**Short problem**
How many lines of the material below contain the word "track"? Reply with the number alone.

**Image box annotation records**
##########

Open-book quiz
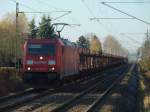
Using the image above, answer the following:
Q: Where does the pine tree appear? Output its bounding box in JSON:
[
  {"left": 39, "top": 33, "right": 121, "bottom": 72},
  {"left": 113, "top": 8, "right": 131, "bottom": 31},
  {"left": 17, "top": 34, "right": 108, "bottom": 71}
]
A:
[
  {"left": 29, "top": 19, "right": 37, "bottom": 38},
  {"left": 38, "top": 15, "right": 55, "bottom": 38}
]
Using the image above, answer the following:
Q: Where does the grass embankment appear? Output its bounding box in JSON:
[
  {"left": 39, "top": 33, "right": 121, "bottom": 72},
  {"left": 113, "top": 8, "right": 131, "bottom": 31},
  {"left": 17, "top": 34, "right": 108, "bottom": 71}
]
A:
[
  {"left": 0, "top": 67, "right": 24, "bottom": 96},
  {"left": 138, "top": 71, "right": 150, "bottom": 112}
]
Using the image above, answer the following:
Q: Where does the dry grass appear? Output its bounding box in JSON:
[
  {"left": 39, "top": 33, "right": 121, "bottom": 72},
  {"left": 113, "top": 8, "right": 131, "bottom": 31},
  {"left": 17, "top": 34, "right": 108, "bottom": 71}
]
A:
[{"left": 138, "top": 72, "right": 150, "bottom": 112}]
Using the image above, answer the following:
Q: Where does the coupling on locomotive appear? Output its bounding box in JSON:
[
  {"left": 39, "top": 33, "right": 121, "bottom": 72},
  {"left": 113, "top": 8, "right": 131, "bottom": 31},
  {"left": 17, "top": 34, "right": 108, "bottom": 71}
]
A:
[{"left": 23, "top": 38, "right": 127, "bottom": 83}]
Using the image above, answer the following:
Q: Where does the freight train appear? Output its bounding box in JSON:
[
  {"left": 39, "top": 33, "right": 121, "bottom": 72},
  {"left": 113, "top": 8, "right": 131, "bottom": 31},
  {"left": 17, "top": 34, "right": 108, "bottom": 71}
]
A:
[{"left": 23, "top": 38, "right": 127, "bottom": 83}]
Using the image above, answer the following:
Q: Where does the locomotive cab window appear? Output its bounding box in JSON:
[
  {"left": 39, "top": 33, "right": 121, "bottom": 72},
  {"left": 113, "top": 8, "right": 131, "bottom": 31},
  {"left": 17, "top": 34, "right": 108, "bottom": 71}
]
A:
[{"left": 28, "top": 44, "right": 56, "bottom": 55}]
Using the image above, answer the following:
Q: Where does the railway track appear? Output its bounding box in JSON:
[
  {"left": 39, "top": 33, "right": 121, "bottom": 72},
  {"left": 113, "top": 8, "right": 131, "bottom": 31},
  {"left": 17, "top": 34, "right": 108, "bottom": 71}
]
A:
[
  {"left": 0, "top": 64, "right": 127, "bottom": 112},
  {"left": 50, "top": 65, "right": 129, "bottom": 112}
]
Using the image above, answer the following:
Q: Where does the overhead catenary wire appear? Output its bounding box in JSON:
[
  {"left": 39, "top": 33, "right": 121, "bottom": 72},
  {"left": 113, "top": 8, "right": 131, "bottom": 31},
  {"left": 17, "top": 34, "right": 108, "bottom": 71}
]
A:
[
  {"left": 103, "top": 1, "right": 150, "bottom": 4},
  {"left": 101, "top": 2, "right": 150, "bottom": 25}
]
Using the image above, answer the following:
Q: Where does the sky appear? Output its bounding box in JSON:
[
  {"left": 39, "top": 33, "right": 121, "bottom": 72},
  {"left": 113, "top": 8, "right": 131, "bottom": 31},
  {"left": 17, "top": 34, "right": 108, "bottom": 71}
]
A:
[{"left": 0, "top": 0, "right": 150, "bottom": 52}]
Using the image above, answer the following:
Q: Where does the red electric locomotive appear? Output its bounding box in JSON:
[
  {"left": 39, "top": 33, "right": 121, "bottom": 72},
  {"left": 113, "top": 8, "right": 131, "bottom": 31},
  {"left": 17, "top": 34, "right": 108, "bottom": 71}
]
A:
[
  {"left": 23, "top": 38, "right": 79, "bottom": 82},
  {"left": 23, "top": 38, "right": 127, "bottom": 83}
]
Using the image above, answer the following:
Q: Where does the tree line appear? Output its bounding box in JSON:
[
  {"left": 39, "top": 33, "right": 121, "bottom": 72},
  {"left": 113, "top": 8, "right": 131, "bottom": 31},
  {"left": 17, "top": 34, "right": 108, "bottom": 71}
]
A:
[{"left": 0, "top": 13, "right": 126, "bottom": 66}]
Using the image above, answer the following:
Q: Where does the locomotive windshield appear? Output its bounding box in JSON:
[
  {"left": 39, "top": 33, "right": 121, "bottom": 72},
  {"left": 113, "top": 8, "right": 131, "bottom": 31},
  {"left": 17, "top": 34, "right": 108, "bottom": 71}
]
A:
[{"left": 28, "top": 44, "right": 56, "bottom": 55}]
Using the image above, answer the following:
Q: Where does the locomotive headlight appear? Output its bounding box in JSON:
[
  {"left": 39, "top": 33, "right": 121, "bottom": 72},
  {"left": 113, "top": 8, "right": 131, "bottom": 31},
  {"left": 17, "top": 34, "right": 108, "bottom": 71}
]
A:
[
  {"left": 48, "top": 60, "right": 56, "bottom": 65},
  {"left": 27, "top": 60, "right": 33, "bottom": 65},
  {"left": 27, "top": 67, "right": 31, "bottom": 71}
]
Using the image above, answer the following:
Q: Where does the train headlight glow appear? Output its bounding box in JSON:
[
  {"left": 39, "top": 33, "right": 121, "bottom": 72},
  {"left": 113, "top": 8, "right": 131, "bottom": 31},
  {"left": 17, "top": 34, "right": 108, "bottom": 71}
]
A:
[
  {"left": 27, "top": 67, "right": 31, "bottom": 71},
  {"left": 27, "top": 60, "right": 33, "bottom": 65},
  {"left": 48, "top": 60, "right": 56, "bottom": 65},
  {"left": 52, "top": 67, "right": 55, "bottom": 71}
]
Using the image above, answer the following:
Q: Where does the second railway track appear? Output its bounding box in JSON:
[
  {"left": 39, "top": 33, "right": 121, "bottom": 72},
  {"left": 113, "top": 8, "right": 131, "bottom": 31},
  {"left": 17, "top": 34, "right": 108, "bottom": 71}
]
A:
[{"left": 0, "top": 64, "right": 129, "bottom": 112}]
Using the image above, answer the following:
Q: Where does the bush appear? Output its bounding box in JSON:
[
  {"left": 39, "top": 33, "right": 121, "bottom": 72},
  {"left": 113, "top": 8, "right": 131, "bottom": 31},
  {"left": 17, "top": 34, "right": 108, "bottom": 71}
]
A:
[{"left": 0, "top": 67, "right": 23, "bottom": 95}]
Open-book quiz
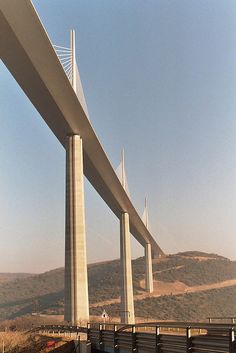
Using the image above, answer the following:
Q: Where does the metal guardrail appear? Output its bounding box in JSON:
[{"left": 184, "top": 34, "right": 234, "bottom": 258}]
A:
[{"left": 38, "top": 322, "right": 236, "bottom": 353}]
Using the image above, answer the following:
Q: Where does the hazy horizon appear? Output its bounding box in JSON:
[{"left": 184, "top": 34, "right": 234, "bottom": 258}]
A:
[{"left": 0, "top": 0, "right": 236, "bottom": 273}]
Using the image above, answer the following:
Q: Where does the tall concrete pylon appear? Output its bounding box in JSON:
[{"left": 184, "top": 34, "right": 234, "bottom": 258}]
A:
[
  {"left": 143, "top": 198, "right": 153, "bottom": 293},
  {"left": 65, "top": 32, "right": 89, "bottom": 325},
  {"left": 120, "top": 212, "right": 135, "bottom": 324}
]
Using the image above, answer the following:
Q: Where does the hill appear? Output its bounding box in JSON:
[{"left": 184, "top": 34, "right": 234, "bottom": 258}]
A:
[{"left": 0, "top": 252, "right": 236, "bottom": 320}]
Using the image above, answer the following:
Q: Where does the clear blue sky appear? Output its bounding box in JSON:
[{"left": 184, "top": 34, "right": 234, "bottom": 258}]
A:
[{"left": 0, "top": 0, "right": 236, "bottom": 272}]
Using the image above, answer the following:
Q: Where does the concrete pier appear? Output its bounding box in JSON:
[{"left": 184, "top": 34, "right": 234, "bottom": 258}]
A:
[
  {"left": 120, "top": 213, "right": 135, "bottom": 324},
  {"left": 65, "top": 135, "right": 89, "bottom": 325},
  {"left": 145, "top": 244, "right": 153, "bottom": 293}
]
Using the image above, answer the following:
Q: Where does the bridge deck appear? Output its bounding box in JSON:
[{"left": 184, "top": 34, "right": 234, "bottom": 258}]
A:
[{"left": 0, "top": 0, "right": 163, "bottom": 255}]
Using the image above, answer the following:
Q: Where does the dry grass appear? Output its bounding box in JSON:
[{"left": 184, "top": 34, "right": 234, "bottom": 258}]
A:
[{"left": 0, "top": 332, "right": 30, "bottom": 352}]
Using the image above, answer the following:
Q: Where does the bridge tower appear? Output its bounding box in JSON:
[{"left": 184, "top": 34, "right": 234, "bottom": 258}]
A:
[
  {"left": 120, "top": 150, "right": 135, "bottom": 324},
  {"left": 65, "top": 31, "right": 89, "bottom": 325}
]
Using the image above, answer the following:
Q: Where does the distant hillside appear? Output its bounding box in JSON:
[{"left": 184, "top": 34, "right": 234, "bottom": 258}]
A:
[
  {"left": 0, "top": 273, "right": 32, "bottom": 283},
  {"left": 0, "top": 252, "right": 236, "bottom": 320}
]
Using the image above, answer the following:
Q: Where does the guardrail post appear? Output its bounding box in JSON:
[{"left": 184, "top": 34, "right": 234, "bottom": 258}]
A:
[
  {"left": 156, "top": 326, "right": 161, "bottom": 353},
  {"left": 99, "top": 324, "right": 103, "bottom": 350},
  {"left": 229, "top": 327, "right": 235, "bottom": 353},
  {"left": 113, "top": 325, "right": 119, "bottom": 353},
  {"left": 87, "top": 322, "right": 90, "bottom": 342},
  {"left": 186, "top": 327, "right": 192, "bottom": 353},
  {"left": 132, "top": 325, "right": 137, "bottom": 352}
]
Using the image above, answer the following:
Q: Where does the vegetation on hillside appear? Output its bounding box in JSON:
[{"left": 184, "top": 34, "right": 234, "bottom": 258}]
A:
[
  {"left": 91, "top": 286, "right": 236, "bottom": 321},
  {"left": 0, "top": 252, "right": 236, "bottom": 320}
]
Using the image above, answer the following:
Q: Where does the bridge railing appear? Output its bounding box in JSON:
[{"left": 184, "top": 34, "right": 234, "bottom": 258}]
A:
[{"left": 37, "top": 323, "right": 236, "bottom": 353}]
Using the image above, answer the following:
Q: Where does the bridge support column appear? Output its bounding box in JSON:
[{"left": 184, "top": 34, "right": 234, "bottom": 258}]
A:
[
  {"left": 144, "top": 244, "right": 153, "bottom": 293},
  {"left": 120, "top": 213, "right": 135, "bottom": 324},
  {"left": 65, "top": 135, "right": 89, "bottom": 325}
]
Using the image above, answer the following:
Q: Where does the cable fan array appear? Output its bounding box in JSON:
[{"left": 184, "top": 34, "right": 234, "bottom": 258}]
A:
[{"left": 53, "top": 45, "right": 72, "bottom": 82}]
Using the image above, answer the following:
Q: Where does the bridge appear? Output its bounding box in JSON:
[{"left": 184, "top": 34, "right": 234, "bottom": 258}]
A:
[
  {"left": 0, "top": 0, "right": 163, "bottom": 324},
  {"left": 39, "top": 322, "right": 236, "bottom": 353}
]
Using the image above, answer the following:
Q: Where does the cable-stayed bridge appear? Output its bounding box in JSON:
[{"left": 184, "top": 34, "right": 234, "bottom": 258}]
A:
[{"left": 0, "top": 0, "right": 163, "bottom": 324}]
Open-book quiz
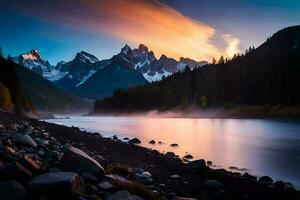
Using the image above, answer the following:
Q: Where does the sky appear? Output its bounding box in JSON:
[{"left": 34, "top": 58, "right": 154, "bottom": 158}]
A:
[{"left": 0, "top": 0, "right": 300, "bottom": 64}]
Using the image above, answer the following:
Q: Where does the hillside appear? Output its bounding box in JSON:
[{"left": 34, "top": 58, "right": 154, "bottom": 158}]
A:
[
  {"left": 94, "top": 26, "right": 300, "bottom": 113},
  {"left": 0, "top": 56, "right": 34, "bottom": 115},
  {"left": 16, "top": 65, "right": 93, "bottom": 113}
]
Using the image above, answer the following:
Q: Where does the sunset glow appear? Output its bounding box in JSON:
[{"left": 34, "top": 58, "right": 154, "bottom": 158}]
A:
[{"left": 8, "top": 0, "right": 239, "bottom": 61}]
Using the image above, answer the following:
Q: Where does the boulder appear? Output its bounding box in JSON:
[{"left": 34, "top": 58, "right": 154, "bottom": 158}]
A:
[
  {"left": 59, "top": 146, "right": 105, "bottom": 179},
  {"left": 128, "top": 138, "right": 142, "bottom": 144},
  {"left": 10, "top": 133, "right": 37, "bottom": 148},
  {"left": 97, "top": 181, "right": 115, "bottom": 192},
  {"left": 149, "top": 140, "right": 155, "bottom": 144},
  {"left": 0, "top": 181, "right": 27, "bottom": 200},
  {"left": 170, "top": 174, "right": 180, "bottom": 179},
  {"left": 202, "top": 180, "right": 224, "bottom": 191},
  {"left": 185, "top": 159, "right": 206, "bottom": 170},
  {"left": 106, "top": 190, "right": 143, "bottom": 200},
  {"left": 258, "top": 176, "right": 273, "bottom": 184},
  {"left": 0, "top": 162, "right": 32, "bottom": 183},
  {"left": 27, "top": 172, "right": 84, "bottom": 199},
  {"left": 166, "top": 151, "right": 176, "bottom": 158}
]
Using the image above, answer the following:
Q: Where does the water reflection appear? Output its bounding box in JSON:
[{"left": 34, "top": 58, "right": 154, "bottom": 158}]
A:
[{"left": 49, "top": 117, "right": 300, "bottom": 186}]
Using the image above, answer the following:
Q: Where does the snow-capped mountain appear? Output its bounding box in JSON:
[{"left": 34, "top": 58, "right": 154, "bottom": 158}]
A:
[
  {"left": 14, "top": 44, "right": 207, "bottom": 99},
  {"left": 13, "top": 50, "right": 66, "bottom": 81}
]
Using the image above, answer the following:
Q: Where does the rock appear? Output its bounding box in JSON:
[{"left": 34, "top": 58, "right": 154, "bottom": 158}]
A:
[
  {"left": 128, "top": 138, "right": 142, "bottom": 144},
  {"left": 0, "top": 162, "right": 32, "bottom": 183},
  {"left": 105, "top": 174, "right": 131, "bottom": 184},
  {"left": 258, "top": 176, "right": 273, "bottom": 184},
  {"left": 97, "top": 181, "right": 115, "bottom": 192},
  {"left": 202, "top": 180, "right": 224, "bottom": 191},
  {"left": 59, "top": 146, "right": 105, "bottom": 179},
  {"left": 11, "top": 133, "right": 37, "bottom": 148},
  {"left": 242, "top": 172, "right": 257, "bottom": 181},
  {"left": 0, "top": 181, "right": 27, "bottom": 200},
  {"left": 165, "top": 151, "right": 176, "bottom": 158},
  {"left": 27, "top": 172, "right": 84, "bottom": 199},
  {"left": 113, "top": 135, "right": 119, "bottom": 140},
  {"left": 273, "top": 181, "right": 285, "bottom": 191},
  {"left": 170, "top": 174, "right": 180, "bottom": 179},
  {"left": 106, "top": 190, "right": 143, "bottom": 200},
  {"left": 133, "top": 167, "right": 144, "bottom": 175},
  {"left": 81, "top": 172, "right": 98, "bottom": 184},
  {"left": 183, "top": 154, "right": 194, "bottom": 159},
  {"left": 149, "top": 140, "right": 155, "bottom": 144},
  {"left": 23, "top": 155, "right": 40, "bottom": 171},
  {"left": 185, "top": 159, "right": 206, "bottom": 170},
  {"left": 137, "top": 172, "right": 153, "bottom": 185}
]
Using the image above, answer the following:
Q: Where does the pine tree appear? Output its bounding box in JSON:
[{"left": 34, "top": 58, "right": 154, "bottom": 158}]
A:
[{"left": 0, "top": 82, "right": 13, "bottom": 112}]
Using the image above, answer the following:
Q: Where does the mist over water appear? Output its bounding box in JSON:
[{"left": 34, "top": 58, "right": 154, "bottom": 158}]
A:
[{"left": 47, "top": 115, "right": 300, "bottom": 188}]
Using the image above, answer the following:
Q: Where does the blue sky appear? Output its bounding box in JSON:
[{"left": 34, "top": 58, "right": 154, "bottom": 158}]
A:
[{"left": 0, "top": 0, "right": 300, "bottom": 64}]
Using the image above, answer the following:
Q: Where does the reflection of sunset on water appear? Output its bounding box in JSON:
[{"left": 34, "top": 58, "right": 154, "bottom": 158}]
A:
[{"left": 49, "top": 117, "right": 300, "bottom": 188}]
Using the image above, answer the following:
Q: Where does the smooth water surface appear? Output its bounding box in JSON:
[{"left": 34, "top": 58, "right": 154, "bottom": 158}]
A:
[{"left": 47, "top": 116, "right": 300, "bottom": 188}]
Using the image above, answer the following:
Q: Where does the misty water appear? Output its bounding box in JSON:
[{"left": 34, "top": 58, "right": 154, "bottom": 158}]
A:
[{"left": 47, "top": 116, "right": 300, "bottom": 188}]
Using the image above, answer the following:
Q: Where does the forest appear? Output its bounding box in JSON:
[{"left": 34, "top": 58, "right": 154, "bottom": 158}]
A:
[{"left": 94, "top": 26, "right": 300, "bottom": 113}]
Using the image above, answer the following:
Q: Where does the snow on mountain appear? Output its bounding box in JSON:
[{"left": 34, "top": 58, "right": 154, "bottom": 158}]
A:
[{"left": 14, "top": 44, "right": 207, "bottom": 97}]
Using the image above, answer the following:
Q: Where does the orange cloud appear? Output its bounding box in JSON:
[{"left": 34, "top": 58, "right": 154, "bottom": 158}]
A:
[{"left": 11, "top": 0, "right": 237, "bottom": 60}]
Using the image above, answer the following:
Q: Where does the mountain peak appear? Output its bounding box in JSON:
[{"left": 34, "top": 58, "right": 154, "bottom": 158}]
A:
[
  {"left": 21, "top": 49, "right": 42, "bottom": 60},
  {"left": 139, "top": 44, "right": 148, "bottom": 52},
  {"left": 75, "top": 51, "right": 99, "bottom": 63},
  {"left": 121, "top": 44, "right": 132, "bottom": 55}
]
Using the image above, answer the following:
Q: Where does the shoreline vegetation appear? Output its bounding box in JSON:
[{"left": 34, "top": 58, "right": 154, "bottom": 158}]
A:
[
  {"left": 0, "top": 112, "right": 300, "bottom": 200},
  {"left": 91, "top": 105, "right": 300, "bottom": 120}
]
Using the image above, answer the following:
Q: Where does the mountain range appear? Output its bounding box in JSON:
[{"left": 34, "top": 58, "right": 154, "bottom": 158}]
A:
[
  {"left": 95, "top": 26, "right": 300, "bottom": 116},
  {"left": 13, "top": 44, "right": 208, "bottom": 99}
]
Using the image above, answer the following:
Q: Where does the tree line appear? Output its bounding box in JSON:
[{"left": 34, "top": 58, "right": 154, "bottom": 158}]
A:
[{"left": 94, "top": 27, "right": 300, "bottom": 113}]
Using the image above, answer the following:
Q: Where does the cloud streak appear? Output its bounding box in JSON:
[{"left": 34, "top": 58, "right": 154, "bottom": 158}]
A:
[{"left": 5, "top": 0, "right": 239, "bottom": 60}]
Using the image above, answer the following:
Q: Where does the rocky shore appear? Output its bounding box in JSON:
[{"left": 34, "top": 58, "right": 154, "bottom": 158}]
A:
[{"left": 0, "top": 112, "right": 300, "bottom": 200}]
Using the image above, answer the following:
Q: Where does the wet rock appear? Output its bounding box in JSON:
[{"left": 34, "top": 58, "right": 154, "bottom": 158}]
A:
[
  {"left": 113, "top": 135, "right": 119, "bottom": 140},
  {"left": 22, "top": 155, "right": 40, "bottom": 172},
  {"left": 128, "top": 138, "right": 142, "bottom": 144},
  {"left": 81, "top": 172, "right": 98, "bottom": 184},
  {"left": 242, "top": 172, "right": 257, "bottom": 181},
  {"left": 10, "top": 133, "right": 37, "bottom": 148},
  {"left": 202, "top": 180, "right": 224, "bottom": 191},
  {"left": 185, "top": 159, "right": 206, "bottom": 170},
  {"left": 165, "top": 152, "right": 176, "bottom": 158},
  {"left": 59, "top": 146, "right": 105, "bottom": 179},
  {"left": 0, "top": 181, "right": 27, "bottom": 200},
  {"left": 106, "top": 190, "right": 143, "bottom": 200},
  {"left": 97, "top": 181, "right": 115, "bottom": 192},
  {"left": 258, "top": 176, "right": 273, "bottom": 184},
  {"left": 149, "top": 140, "right": 155, "bottom": 144},
  {"left": 27, "top": 172, "right": 84, "bottom": 199},
  {"left": 105, "top": 174, "right": 131, "bottom": 184},
  {"left": 137, "top": 172, "right": 153, "bottom": 185},
  {"left": 183, "top": 154, "right": 194, "bottom": 159},
  {"left": 0, "top": 162, "right": 32, "bottom": 183}
]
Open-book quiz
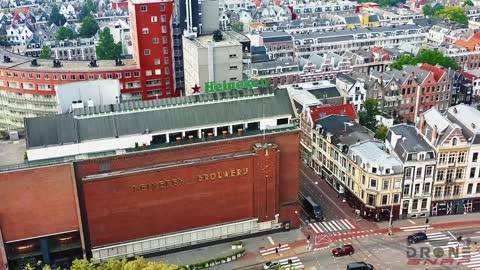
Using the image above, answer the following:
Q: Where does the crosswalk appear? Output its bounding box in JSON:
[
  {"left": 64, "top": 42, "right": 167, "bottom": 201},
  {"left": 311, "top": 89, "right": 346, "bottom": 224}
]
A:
[
  {"left": 260, "top": 244, "right": 290, "bottom": 256},
  {"left": 400, "top": 225, "right": 433, "bottom": 232},
  {"left": 308, "top": 219, "right": 355, "bottom": 233},
  {"left": 278, "top": 257, "right": 305, "bottom": 269}
]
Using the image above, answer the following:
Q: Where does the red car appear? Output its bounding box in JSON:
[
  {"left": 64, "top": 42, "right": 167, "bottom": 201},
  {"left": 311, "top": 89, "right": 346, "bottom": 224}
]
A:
[{"left": 332, "top": 244, "right": 355, "bottom": 257}]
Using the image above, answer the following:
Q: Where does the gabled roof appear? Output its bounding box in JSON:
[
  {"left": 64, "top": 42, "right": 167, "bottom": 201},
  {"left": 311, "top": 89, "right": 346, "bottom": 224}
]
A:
[{"left": 310, "top": 104, "right": 358, "bottom": 122}]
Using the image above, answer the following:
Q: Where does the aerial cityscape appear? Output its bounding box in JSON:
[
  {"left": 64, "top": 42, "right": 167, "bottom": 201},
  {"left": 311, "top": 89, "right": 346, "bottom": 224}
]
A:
[{"left": 0, "top": 0, "right": 480, "bottom": 270}]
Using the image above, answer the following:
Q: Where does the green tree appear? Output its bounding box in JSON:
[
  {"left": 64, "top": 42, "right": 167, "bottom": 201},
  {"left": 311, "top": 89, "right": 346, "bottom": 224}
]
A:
[
  {"left": 80, "top": 16, "right": 100, "bottom": 38},
  {"left": 375, "top": 125, "right": 388, "bottom": 141},
  {"left": 422, "top": 4, "right": 435, "bottom": 16},
  {"left": 96, "top": 27, "right": 122, "bottom": 60},
  {"left": 232, "top": 22, "right": 243, "bottom": 33},
  {"left": 78, "top": 0, "right": 97, "bottom": 21},
  {"left": 358, "top": 98, "right": 380, "bottom": 131},
  {"left": 48, "top": 5, "right": 67, "bottom": 26},
  {"left": 435, "top": 6, "right": 468, "bottom": 25},
  {"left": 55, "top": 26, "right": 75, "bottom": 40},
  {"left": 40, "top": 46, "right": 52, "bottom": 59}
]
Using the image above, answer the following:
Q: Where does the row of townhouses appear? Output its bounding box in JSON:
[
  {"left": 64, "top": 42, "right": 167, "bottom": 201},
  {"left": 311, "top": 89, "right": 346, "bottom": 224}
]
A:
[{"left": 299, "top": 104, "right": 480, "bottom": 220}]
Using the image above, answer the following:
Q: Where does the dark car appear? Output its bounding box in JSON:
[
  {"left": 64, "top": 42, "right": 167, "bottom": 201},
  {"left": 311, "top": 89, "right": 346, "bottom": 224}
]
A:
[
  {"left": 407, "top": 232, "right": 428, "bottom": 244},
  {"left": 332, "top": 245, "right": 355, "bottom": 257},
  {"left": 347, "top": 262, "right": 375, "bottom": 270}
]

##########

**Final answer**
2